- **WRITTEN EXERCISE**
Output the material beneath exactly, leaving nothing out.
— Start of DATASET ENTRIES —
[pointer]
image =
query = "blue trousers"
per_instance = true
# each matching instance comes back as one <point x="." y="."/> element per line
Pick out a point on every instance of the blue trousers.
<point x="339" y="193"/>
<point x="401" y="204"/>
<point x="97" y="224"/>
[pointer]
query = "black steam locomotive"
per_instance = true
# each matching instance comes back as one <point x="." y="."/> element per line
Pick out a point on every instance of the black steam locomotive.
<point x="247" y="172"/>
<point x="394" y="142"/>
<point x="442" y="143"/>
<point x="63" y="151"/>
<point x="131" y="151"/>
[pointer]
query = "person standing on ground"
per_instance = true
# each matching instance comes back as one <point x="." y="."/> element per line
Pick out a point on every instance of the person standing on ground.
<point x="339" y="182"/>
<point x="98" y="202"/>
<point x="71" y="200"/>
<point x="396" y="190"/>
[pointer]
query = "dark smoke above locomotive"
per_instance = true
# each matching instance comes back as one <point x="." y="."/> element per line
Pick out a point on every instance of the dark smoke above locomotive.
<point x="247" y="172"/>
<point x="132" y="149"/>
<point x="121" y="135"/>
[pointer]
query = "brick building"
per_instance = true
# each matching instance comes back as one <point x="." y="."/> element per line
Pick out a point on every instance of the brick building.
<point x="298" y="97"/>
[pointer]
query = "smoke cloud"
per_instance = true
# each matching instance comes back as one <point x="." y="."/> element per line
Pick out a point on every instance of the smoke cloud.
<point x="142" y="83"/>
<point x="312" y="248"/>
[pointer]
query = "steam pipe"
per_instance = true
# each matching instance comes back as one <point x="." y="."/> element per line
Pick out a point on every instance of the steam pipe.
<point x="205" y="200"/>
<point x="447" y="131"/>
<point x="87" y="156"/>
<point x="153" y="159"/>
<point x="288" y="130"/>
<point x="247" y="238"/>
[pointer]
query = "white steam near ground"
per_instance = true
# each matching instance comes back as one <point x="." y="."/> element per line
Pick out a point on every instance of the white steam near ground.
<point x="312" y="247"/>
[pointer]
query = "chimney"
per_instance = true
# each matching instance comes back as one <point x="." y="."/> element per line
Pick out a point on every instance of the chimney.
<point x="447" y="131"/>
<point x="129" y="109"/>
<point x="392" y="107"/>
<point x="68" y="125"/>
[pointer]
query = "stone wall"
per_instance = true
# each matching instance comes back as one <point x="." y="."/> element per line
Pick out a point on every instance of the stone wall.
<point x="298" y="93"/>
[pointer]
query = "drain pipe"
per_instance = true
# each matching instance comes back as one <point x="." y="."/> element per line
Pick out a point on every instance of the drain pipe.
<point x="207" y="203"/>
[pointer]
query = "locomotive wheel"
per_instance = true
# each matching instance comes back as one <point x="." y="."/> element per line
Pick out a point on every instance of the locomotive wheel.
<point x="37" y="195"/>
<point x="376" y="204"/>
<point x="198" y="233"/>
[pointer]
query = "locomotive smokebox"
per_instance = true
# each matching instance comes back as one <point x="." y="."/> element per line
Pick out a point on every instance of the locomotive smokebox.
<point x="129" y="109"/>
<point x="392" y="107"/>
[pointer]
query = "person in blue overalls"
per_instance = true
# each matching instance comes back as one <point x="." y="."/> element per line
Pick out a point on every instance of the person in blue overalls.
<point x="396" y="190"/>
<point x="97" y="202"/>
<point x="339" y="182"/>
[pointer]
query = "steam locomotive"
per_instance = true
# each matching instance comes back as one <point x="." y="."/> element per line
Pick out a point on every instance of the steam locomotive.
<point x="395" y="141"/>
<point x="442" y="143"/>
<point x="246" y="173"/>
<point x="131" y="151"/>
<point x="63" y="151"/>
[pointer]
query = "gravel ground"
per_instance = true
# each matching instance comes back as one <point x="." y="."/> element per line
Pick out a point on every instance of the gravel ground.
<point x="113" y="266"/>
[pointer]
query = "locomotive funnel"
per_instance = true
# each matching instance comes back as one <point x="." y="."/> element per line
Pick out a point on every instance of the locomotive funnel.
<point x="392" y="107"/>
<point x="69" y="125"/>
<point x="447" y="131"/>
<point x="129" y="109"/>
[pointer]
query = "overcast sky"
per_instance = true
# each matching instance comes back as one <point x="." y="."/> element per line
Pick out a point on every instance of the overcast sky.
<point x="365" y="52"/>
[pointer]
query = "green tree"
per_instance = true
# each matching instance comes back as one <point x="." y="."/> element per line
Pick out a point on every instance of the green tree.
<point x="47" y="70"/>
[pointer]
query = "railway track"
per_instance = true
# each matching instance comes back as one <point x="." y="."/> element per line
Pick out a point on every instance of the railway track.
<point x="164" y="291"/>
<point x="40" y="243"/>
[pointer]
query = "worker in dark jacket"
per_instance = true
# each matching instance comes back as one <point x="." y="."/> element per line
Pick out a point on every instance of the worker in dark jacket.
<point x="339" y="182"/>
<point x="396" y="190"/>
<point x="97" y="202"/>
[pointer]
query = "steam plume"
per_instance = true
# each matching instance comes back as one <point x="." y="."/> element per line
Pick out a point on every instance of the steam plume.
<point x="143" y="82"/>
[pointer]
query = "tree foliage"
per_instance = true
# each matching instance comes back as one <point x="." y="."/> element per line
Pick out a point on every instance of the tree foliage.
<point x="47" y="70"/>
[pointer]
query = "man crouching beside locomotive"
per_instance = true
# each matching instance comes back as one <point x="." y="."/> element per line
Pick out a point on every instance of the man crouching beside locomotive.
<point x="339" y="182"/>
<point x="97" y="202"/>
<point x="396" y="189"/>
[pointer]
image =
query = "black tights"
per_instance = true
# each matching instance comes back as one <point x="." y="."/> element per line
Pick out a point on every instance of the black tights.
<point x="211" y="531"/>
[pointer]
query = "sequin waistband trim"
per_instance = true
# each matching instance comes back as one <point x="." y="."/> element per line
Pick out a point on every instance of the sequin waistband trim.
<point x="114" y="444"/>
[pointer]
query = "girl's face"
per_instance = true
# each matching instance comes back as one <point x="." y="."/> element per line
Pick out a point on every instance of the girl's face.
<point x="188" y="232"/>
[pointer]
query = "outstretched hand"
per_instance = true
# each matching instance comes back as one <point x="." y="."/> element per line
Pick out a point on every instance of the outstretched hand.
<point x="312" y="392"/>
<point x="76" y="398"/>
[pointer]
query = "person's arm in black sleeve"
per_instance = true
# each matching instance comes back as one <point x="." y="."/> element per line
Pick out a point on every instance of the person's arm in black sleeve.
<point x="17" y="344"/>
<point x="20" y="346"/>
— End of DATASET ENTRIES —
- **OUTPUT BELOW**
[pointer]
image =
query = "blue trousers"
per_instance = true
# each matching instance comes back as one <point x="." y="."/> element per line
Pick out a point on every instance of the blue trousers.
<point x="339" y="193"/>
<point x="401" y="204"/>
<point x="97" y="224"/>
[pointer]
query = "black steam locomotive"
per_instance = true
# each matching instance comes back as one <point x="." y="."/> element per line
Pick out a point on every instance of the black steam locomotive.
<point x="247" y="172"/>
<point x="394" y="142"/>
<point x="442" y="143"/>
<point x="63" y="151"/>
<point x="131" y="151"/>
[pointer]
query = "person standing on ground"
per_instance = true
# each matching instance comes back as one <point x="." y="."/> element per line
Pick out a point on every instance of the person standing on ground.
<point x="339" y="182"/>
<point x="98" y="202"/>
<point x="71" y="200"/>
<point x="396" y="190"/>
[pointer]
query = "dark smoke above locomotive"
per_instance = true
# each matching instance comes back as one <point x="." y="."/> element per line
Pick out a point on every instance of the dark smoke above locomotive.
<point x="247" y="172"/>
<point x="132" y="149"/>
<point x="121" y="135"/>
[pointer]
query = "brick building"
per_instance = true
# each matching instance comes back as one <point x="." y="."/> element per line
Pick out a point on every instance of the brick building.
<point x="298" y="97"/>
[pointer]
query = "smoke cloud"
per_instance = true
# each matching instance comes back as one <point x="." y="."/> element per line
Pick out a point on every instance of the smoke cloud.
<point x="142" y="83"/>
<point x="312" y="248"/>
[pointer]
query = "steam pipe"
per_instance = true
# each matching instance comes back as one <point x="." y="."/> element per line
Pick out a point on every instance of the steam pipe.
<point x="205" y="200"/>
<point x="447" y="131"/>
<point x="87" y="156"/>
<point x="153" y="159"/>
<point x="288" y="130"/>
<point x="247" y="238"/>
[pointer]
query = "white steam near ground"
per_instance = true
# each matching instance comes back as one <point x="." y="."/> element per line
Pick out a point on every instance of the white steam near ground.
<point x="312" y="247"/>
[pointer]
query = "chimney"
per_instance = true
# each matching instance comes back as one <point x="." y="."/> element per line
Pick out a point on every instance of the chimney.
<point x="447" y="131"/>
<point x="129" y="109"/>
<point x="392" y="107"/>
<point x="68" y="125"/>
[pointer]
query = "stone wall"
per_instance = true
# each matching instance comes back as one <point x="." y="."/> element per line
Pick out a point on every instance of the stone wall.
<point x="298" y="93"/>
[pointer]
query = "drain pipe"
per_instance = true
# each matching instance comes back as one <point x="." y="."/> element per line
Pick out a point on every instance of the drain pipe.
<point x="207" y="203"/>
[pointer]
query = "locomotive wheel"
per_instance = true
# each matching instance comes back as one <point x="." y="."/> element per line
Pick out a point on every instance of the locomotive wheel.
<point x="37" y="195"/>
<point x="376" y="204"/>
<point x="198" y="233"/>
[pointer]
query = "locomotive smokebox"
per_instance = true
# each matching instance comes back as one <point x="." y="."/> element per line
Pick out a point on every instance of the locomotive smokebox.
<point x="129" y="109"/>
<point x="392" y="107"/>
[pointer]
query = "person in blue overalls"
per_instance = true
# each matching instance comes back as one <point x="." y="."/> element per line
Pick out a point on every instance of the person in blue overalls.
<point x="396" y="190"/>
<point x="97" y="202"/>
<point x="339" y="182"/>
[pointer]
query = "steam locomotive"
per_instance = true
# each matching instance comes back as one <point x="." y="."/> element per line
Pick out a point on every instance of the steam locomotive.
<point x="395" y="141"/>
<point x="442" y="143"/>
<point x="246" y="173"/>
<point x="131" y="151"/>
<point x="63" y="151"/>
[pointer]
query = "gravel ground"
per_instance = true
# each matching instance comes back as one <point x="." y="."/> element per line
Pick out a point on every instance of the gravel ground.
<point x="113" y="266"/>
[pointer]
query = "locomotive funnel"
per_instance = true
# each matching instance comes back as one <point x="." y="."/> element per line
Pick out a point on every instance of the locomotive funnel.
<point x="392" y="107"/>
<point x="69" y="125"/>
<point x="447" y="131"/>
<point x="129" y="109"/>
[pointer]
query = "overcast sky"
per_instance = true
# each matching instance comes back as one <point x="." y="."/> element per line
Pick out a point on every instance of the overcast sky.
<point x="365" y="52"/>
[pointer]
query = "green tree"
per_instance = true
# each matching instance comes back as one <point x="." y="."/> element per line
Pick out a point on every instance of the green tree.
<point x="47" y="70"/>
[pointer]
query = "railway track"
per_instance = true
# each matching instance comes back as one <point x="." y="."/> element per line
Pick out a point on every instance of the railway track.
<point x="164" y="291"/>
<point x="40" y="243"/>
[pointer]
query = "worker in dark jacket"
per_instance = true
# each matching instance comes back as one <point x="." y="."/> element per line
Pick out a point on every instance of the worker in dark jacket.
<point x="339" y="182"/>
<point x="396" y="190"/>
<point x="97" y="202"/>
[pointer]
query = "steam plume"
per_instance = true
# each matching instance comes back as one <point x="." y="."/> element per line
Pick out a point on every instance of the steam plume.
<point x="143" y="82"/>
[pointer]
query = "tree foliage"
per_instance = true
# each matching instance comes back as one <point x="." y="."/> element per line
Pick out a point on every instance of the tree foliage.
<point x="47" y="70"/>
[pointer]
query = "man crouching beside locomotive"
per_instance = true
# each matching instance comes back as one <point x="." y="."/> element per line
Pick out a point on every instance of the man crouching beside locomotive.
<point x="339" y="182"/>
<point x="97" y="202"/>
<point x="396" y="189"/>
[pointer]
image =
query = "black tights"
per_instance = true
# each matching instance comes back as one <point x="." y="."/> element per line
Pick out a point on every instance of the black tights.
<point x="211" y="531"/>
[pointer]
query = "sequin waistband trim"
per_instance = true
# each matching instance comes back as one <point x="." y="."/> element per line
Pick out a point on every instance of the sequin waistband trim.
<point x="114" y="444"/>
[pointer]
query = "girl's face"
per_instance = true
# each matching instance comes back as one <point x="." y="."/> element per line
Pick out a point on every instance of the girl's face.
<point x="188" y="232"/>
[pointer]
query = "outstretched hand"
per_instance = true
# each matching instance comes back as one <point x="." y="."/> element per line
Pick out a point on every instance of the outstretched hand.
<point x="312" y="392"/>
<point x="76" y="398"/>
[pointer]
query = "person's arm in black sleeve"
per_instance = true
# each matching instance comes back as one <point x="." y="."/> element per line
Pick out a point on every instance of the person's arm in black sleeve.
<point x="17" y="344"/>
<point x="20" y="346"/>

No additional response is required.